**YOUR GOAL:** Locate every line in the items below that contains the string "beard" and copy each of those lines. Case counts.
____
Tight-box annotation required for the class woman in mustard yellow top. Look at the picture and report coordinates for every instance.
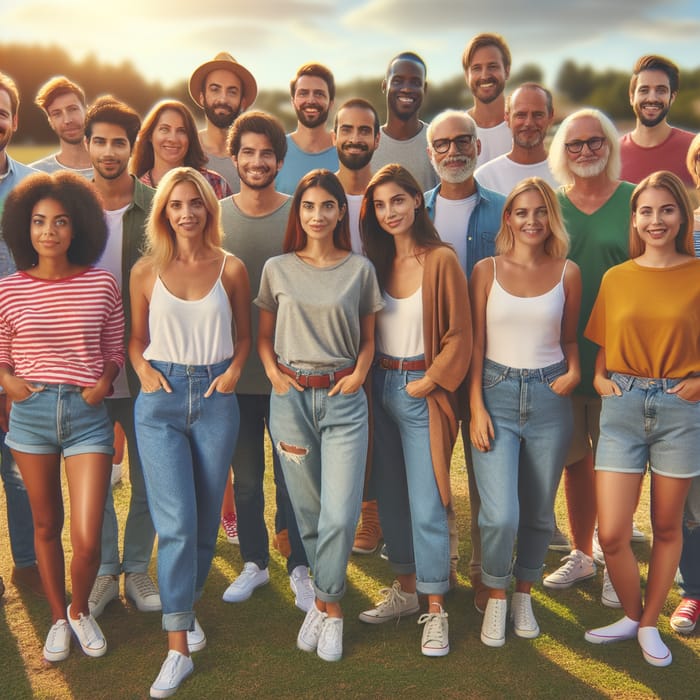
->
[585,171,700,666]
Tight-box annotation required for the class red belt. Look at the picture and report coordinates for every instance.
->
[277,362,355,389]
[377,355,425,371]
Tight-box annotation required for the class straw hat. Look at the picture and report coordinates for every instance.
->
[189,51,258,111]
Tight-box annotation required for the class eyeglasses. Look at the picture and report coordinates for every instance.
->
[564,136,606,153]
[433,134,476,153]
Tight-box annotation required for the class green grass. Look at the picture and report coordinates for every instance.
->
[0,438,700,700]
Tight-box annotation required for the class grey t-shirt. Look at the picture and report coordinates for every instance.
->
[221,197,292,394]
[255,253,384,371]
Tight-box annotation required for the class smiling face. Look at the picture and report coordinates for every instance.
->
[299,187,345,241]
[165,182,209,239]
[151,109,190,168]
[505,190,552,247]
[372,182,420,241]
[466,46,510,104]
[632,187,683,251]
[292,75,332,129]
[29,199,73,260]
[382,59,426,121]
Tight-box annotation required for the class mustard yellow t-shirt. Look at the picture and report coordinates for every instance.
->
[585,258,700,379]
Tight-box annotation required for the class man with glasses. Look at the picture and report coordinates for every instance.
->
[476,83,556,195]
[425,109,505,612]
[544,109,634,607]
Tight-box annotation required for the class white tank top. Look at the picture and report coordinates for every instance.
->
[143,255,233,365]
[486,258,568,369]
[377,287,423,357]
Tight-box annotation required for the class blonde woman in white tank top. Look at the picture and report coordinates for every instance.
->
[129,168,251,698]
[469,178,581,647]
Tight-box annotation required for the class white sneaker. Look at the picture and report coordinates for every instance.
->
[510,591,540,639]
[151,649,194,698]
[592,528,605,566]
[66,605,107,657]
[187,617,207,654]
[88,574,119,617]
[297,603,328,652]
[418,607,450,656]
[222,561,270,603]
[44,620,71,661]
[314,616,343,661]
[600,566,622,608]
[542,549,596,588]
[481,598,508,647]
[289,564,316,612]
[124,573,161,612]
[360,581,420,625]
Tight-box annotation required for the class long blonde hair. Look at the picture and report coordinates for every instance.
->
[144,167,223,271]
[495,177,569,258]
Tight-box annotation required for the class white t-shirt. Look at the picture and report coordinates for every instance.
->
[434,193,476,274]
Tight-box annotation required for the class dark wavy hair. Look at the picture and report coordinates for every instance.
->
[2,170,107,270]
[360,163,449,289]
[282,168,351,253]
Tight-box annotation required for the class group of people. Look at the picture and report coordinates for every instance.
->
[0,34,700,698]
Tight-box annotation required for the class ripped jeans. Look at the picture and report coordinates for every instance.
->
[270,387,368,603]
[678,476,700,600]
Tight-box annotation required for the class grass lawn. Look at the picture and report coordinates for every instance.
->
[0,434,700,700]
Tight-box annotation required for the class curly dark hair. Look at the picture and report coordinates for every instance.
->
[2,170,107,270]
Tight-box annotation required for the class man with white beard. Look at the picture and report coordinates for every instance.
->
[544,109,634,607]
[425,109,505,612]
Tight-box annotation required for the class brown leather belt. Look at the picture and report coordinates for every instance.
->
[376,355,425,371]
[277,362,355,389]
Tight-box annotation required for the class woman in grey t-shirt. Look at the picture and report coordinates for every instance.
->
[255,170,383,661]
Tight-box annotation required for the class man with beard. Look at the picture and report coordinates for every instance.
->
[0,73,44,596]
[462,33,512,165]
[425,109,505,612]
[277,63,338,194]
[372,51,438,190]
[221,112,315,612]
[332,97,379,253]
[544,109,634,607]
[620,56,694,185]
[85,95,161,617]
[31,75,92,180]
[475,83,557,195]
[189,51,258,192]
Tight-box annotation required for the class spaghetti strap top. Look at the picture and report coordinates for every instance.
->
[486,258,568,369]
[143,254,233,365]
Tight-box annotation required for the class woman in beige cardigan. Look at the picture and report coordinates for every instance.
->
[360,164,472,656]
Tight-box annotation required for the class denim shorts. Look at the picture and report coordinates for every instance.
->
[5,383,114,457]
[595,372,700,479]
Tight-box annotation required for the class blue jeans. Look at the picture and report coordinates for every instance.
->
[232,394,308,573]
[472,360,573,589]
[0,432,36,569]
[97,398,156,576]
[270,388,368,603]
[135,360,239,632]
[372,358,450,595]
[678,476,700,600]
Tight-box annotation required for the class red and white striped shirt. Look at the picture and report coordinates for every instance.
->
[0,267,124,386]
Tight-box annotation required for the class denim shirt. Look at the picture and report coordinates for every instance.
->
[424,180,506,277]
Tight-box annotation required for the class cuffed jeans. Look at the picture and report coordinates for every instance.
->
[372,358,450,595]
[270,387,368,603]
[472,360,573,589]
[97,398,156,576]
[135,360,239,632]
[232,394,308,573]
[0,432,36,569]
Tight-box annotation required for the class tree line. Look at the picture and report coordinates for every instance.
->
[0,43,700,144]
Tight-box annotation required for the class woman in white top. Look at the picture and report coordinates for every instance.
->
[469,178,581,647]
[129,168,250,698]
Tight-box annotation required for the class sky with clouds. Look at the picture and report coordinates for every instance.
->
[0,0,700,89]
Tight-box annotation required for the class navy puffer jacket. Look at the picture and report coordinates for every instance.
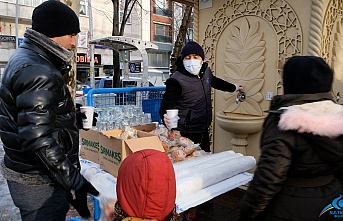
____
**SOLUTION FOR THIS PROBLEM:**
Tight-box annotation required for the class man with white beard. Look at the picture and report coordinates for every instance.
Tight-box annotation required for the class man with beard. Look at the picture and report coordinates for every instance.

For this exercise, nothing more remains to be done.